Problem description:
Can you copy each of the entries below word for word, leaving nothing out?

Data provided:

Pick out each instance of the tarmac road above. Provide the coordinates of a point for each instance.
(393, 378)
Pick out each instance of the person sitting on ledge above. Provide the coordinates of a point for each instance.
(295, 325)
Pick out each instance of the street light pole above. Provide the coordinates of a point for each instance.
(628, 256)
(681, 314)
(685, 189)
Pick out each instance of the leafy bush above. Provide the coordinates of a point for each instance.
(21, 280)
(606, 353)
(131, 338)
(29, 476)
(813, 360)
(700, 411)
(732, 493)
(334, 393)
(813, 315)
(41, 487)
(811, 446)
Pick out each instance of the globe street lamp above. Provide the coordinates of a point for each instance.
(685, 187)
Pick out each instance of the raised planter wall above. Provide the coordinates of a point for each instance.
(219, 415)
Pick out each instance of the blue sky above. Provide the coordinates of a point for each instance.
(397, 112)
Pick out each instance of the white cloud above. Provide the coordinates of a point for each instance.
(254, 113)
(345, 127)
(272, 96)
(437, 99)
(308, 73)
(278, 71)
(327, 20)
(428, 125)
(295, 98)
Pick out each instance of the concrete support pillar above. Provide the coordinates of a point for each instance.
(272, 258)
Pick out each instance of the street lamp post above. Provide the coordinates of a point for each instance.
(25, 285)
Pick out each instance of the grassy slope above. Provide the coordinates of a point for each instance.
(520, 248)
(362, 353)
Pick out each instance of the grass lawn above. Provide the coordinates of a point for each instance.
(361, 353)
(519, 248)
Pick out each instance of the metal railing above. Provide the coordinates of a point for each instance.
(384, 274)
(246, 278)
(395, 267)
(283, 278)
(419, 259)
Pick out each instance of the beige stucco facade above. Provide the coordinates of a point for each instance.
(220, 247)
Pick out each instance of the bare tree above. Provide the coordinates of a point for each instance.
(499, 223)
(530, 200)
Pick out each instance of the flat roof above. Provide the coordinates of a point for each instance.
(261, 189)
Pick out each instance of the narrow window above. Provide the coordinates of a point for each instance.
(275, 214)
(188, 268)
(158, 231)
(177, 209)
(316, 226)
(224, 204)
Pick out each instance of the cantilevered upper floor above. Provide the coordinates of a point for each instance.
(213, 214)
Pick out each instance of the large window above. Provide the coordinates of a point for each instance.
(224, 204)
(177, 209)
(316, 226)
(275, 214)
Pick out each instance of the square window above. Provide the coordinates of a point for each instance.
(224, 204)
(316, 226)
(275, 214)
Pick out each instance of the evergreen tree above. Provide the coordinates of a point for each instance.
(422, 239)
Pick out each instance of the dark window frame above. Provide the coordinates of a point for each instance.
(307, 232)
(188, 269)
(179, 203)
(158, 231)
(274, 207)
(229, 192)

Exercise output:
Pick out each instance of the tarmac road above. Provide the coordinates of a point for each instance.
(393, 378)
Pick out each instance of the person sitting on ledge above. Provide the coordinates of a point for each instance.
(295, 325)
Pick out each instance of the street light pole above. Provide the coordinates of a point for each instance.
(628, 256)
(681, 314)
(685, 189)
Pick out each instance of the leafy bush above. Provide the coordinates of a point for each instance.
(21, 280)
(606, 353)
(131, 338)
(29, 476)
(813, 360)
(700, 411)
(732, 493)
(334, 393)
(813, 315)
(41, 487)
(811, 446)
Pick out each instance of the globe street lamp above. Provide the coordinates of a point for each instance.
(685, 187)
Pick out each instance of the raised planter wall above. Provide the coordinates of a point for each instance.
(219, 415)
Pick out each instance of the blue sky above. Provide the coordinates of a point for each instance.
(397, 112)
Pick out each instance of the white cloud above. Provide the coordinates of a point for each instance.
(254, 113)
(345, 127)
(272, 96)
(437, 99)
(308, 73)
(278, 71)
(327, 20)
(428, 125)
(295, 98)
Pick out each instance of the concrete support pillar above. Provide the coordinates of a point for each instance.
(272, 258)
Pick out each instance of the street lamp post above. Provide the coordinates of a point for each instance.
(25, 285)
Pick out each instance of the grassy slope above. Provide the coordinates of a point for each instance.
(520, 248)
(362, 353)
Pick out each instance of the grass lawn above. Provide the coordinates of a point for each instance.
(361, 353)
(519, 248)
Pick out each instance of the metal railing above. Provide the coordinates of a point for each instance.
(384, 274)
(246, 278)
(395, 267)
(283, 278)
(419, 259)
Pick out each instance of the beige stucco facade above. Provide the coordinates of a point for each instance.
(220, 247)
Pick out each instance of the bare tree above. Provide the coordinates of a point for each instance.
(499, 223)
(530, 200)
Pick out each instance of the flat roof above. Provide the coordinates of a point for each instance.
(261, 189)
Pick out each instance of the narrow window above. Provide the coordinates of a point for each instance.
(275, 214)
(188, 268)
(158, 231)
(177, 209)
(316, 226)
(224, 204)
Pick out each instance of the cantilevered upper floor above. Provide the coordinates of a point for each instance.
(213, 214)
Pick out each instance of the large window above. Provide the coordinates of a point for each instance.
(224, 204)
(177, 209)
(316, 226)
(275, 214)
Pick out each instance of the square window above. Provide the coordinates of a point for each instance.
(224, 204)
(316, 226)
(275, 214)
Pick out each instance of the evergreen tree above. Provide the coordinates of a point for each instance.
(422, 239)
Pick out each instance of the dark window frame above. Provide the coordinates of a point for each instance.
(307, 232)
(188, 269)
(179, 203)
(158, 231)
(274, 207)
(229, 192)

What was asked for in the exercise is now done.